• [WHAT YOU ARE ASKED TO DO]: Please copy the passage below on punitive damages in malpractice cases word for word, from "That’s not good" to "in the crosshairs.".

• [EXTRACTED TEXT]:
___

By threatening doctors’ personal assets, punitive damages create a strong incentive for them to settle, whether or not they were negligent. The contention that they are used strategically, for leverage, “makes complete sense to me,” said Mary Pareja, a professor who teaches torts at University of New Mexico Law School. 

From across the state line in Colorado, New Mexico’s legal culture looks outside the norm. Lorraine Parker, one of Denver’s leading malpractice attorneys, emailed, “I disagree with alleging punitive damages in every case.” She was careful to say she is not licensed in New Mexico and cannot cast judgment on attorneys there, but her preference is not to file for punitive damages without a good faith basis or evidence to justify them. 

Colorado allows attorneys to petition for punitive damages only after substantially completing the discovery process and convincing the judge the evidence meriting them is “beyond a reasonable doubt,” the highest standard of proof. In fact, during Parker’s 30-year career, she could not recall a single instance of moving for them in a medical malpractice case.

That’s not good for patients in Colorado, Parker said, because it’s given health care providers and their insurers all the leverage. But she sympathizes with doctors caught in the crosshairs. 

Chandler reviewed some of Colorado’s provisions while drafting a bill she filed this session, House Bill 99. Among other changes, it would allow attorneys to seek punitive damages only after the legal discovery process is complete by meeting a middle-ground of proof with “clear and convincing” evidence. 

Chandler’s bill would also cap punitive damages paid by clinicians and hospitals at different levels, using the thresholds already applied to non-economic damages. Rep. Jenifer Jones, a Deming Republican, pre-filed her own bill, House Bill 107, which uses the highest “beyond a reasonable doubt” standard for punitive damages and allows hospitals to be fined up to three times their compensatory cap.

Curtis said capping punitive damages is “the worst thing that we could ever do” because the only verdict that will chasten a behemoth hospital is a penalty proportional to its budget. “Capping punitive damages just means they can never, ever feel any pain for the decisions they make that hurt people,” she said.

___

• [ENTRIES SHOWN]:
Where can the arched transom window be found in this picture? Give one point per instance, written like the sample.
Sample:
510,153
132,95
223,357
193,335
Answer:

___

• [RESULT]:
That’s not good for patients in Colorado, Parker said, because it’s given health care providers and their insurers all the leverage. But she sympathizes with doctors caught in the crosshairs.